Les scientifiques sous terre
Dans les grottes et les égouts, sur les chantiers et sous la terre, les sites de recherche foisonnent. Incursion dans la connaissance profonde.
50 tonnes sur coussin d’air
Laboratoire à Rüschlikon (ZH)
Mener des expériences de pointe en nanotechnologie exige une chose: réduire le plus possible les vibrations, bruits et autres variations de température susceptibles de perturber les mesures. C’était une chance que la roche sous le centre de recherche d’IBM à Rüschlikon près de Zurich ne soit qu’à une profondeur de 8 mètres, sous une couche de terre et d’argile. L’entreprise a donc pu y fixer les fondations en béton de son centre de nanotechnologies. Elle y aménagé six laboratoires des plus spéciaux: les tables d’expérimentation sont soutenues par des socles en béton de 50 tonnes flottant sur des coussins d’air. De quoi les protéger des vibrations dues à l’autoroute qui passe à une centaine de mètres de là. Ils permettent d’effectuer des expériences dans un «silence» unique au monde, également abrité des rayonnements électromagnétiques et des bruits acoustiques. La température ne varie pas de plus de 0,01 degré au cours d’une expérience pour éviter la dilatation des instruments qui fausserait les mesures.

---

Consigne>
Recopiez à l'identique le texte sur les scientifiques sous terre, entre « Les scientifiques sous » et « la connaissance profonde. », ces deux segments compris. La liste qui suit n'a aucun rapport avec le texte.

Données sources>
---

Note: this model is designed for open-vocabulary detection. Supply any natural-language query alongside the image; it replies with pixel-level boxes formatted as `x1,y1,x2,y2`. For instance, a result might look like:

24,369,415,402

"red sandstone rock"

---

Réponse attendue>
Les scientifiques sous terre
Dans les grottes et les égouts, sur les chantiers et sous la terre, les sites de recherche foisonnent. Incursion dans la connaissance profonde.